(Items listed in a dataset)
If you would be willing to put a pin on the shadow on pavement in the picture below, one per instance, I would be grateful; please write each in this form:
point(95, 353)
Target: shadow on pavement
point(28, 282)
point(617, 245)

...

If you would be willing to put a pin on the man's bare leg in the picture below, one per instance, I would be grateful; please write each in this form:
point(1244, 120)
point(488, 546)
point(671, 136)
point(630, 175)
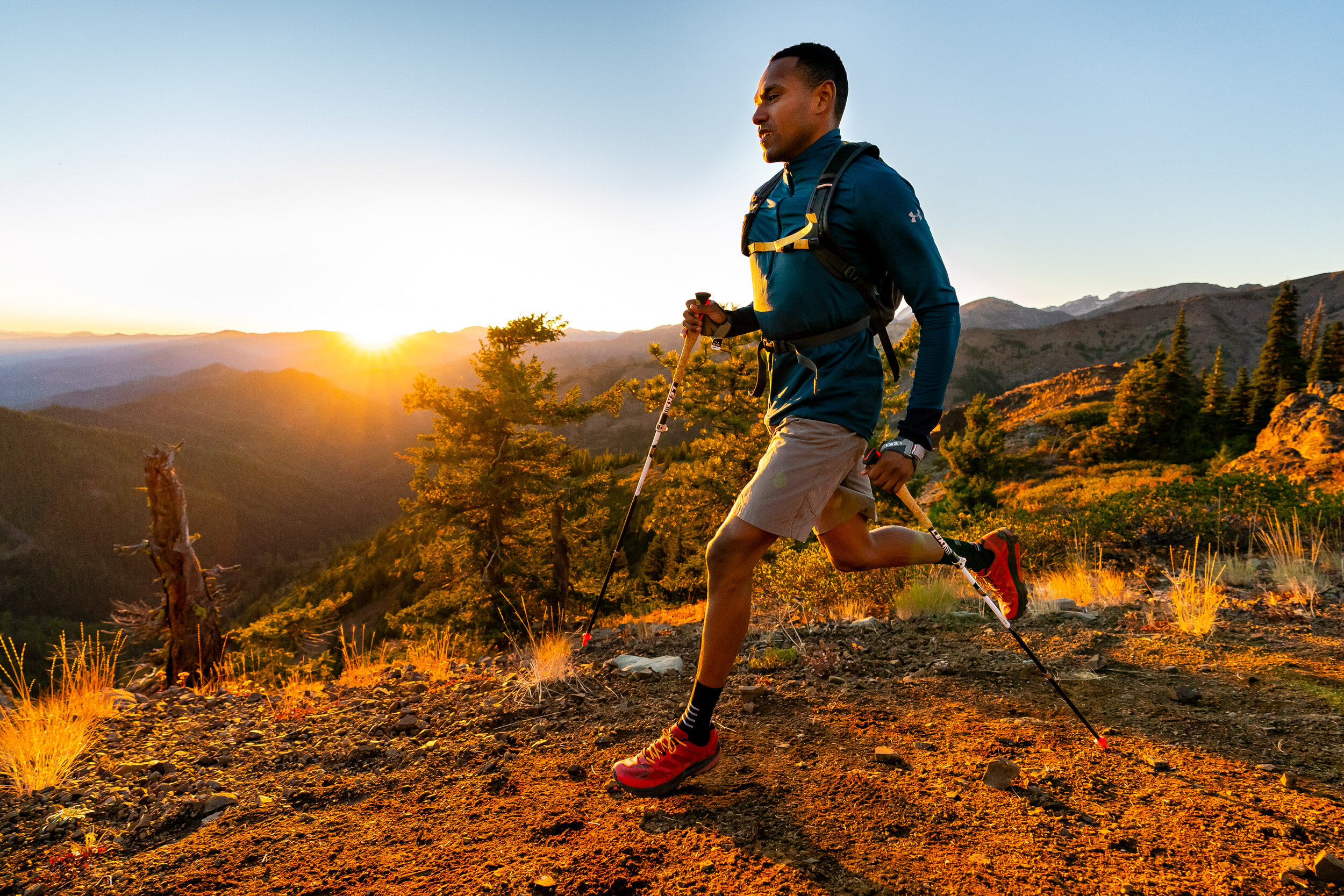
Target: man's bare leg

What is expected: With the pictures removed, print only the lines starting at the line that has "point(1244, 120)" and ending at the line that has "Target: man's bare leg", both ends included, exactly as they stand above.

Finished exercise:
point(1244, 120)
point(488, 546)
point(671, 136)
point(630, 175)
Target: man's bare leg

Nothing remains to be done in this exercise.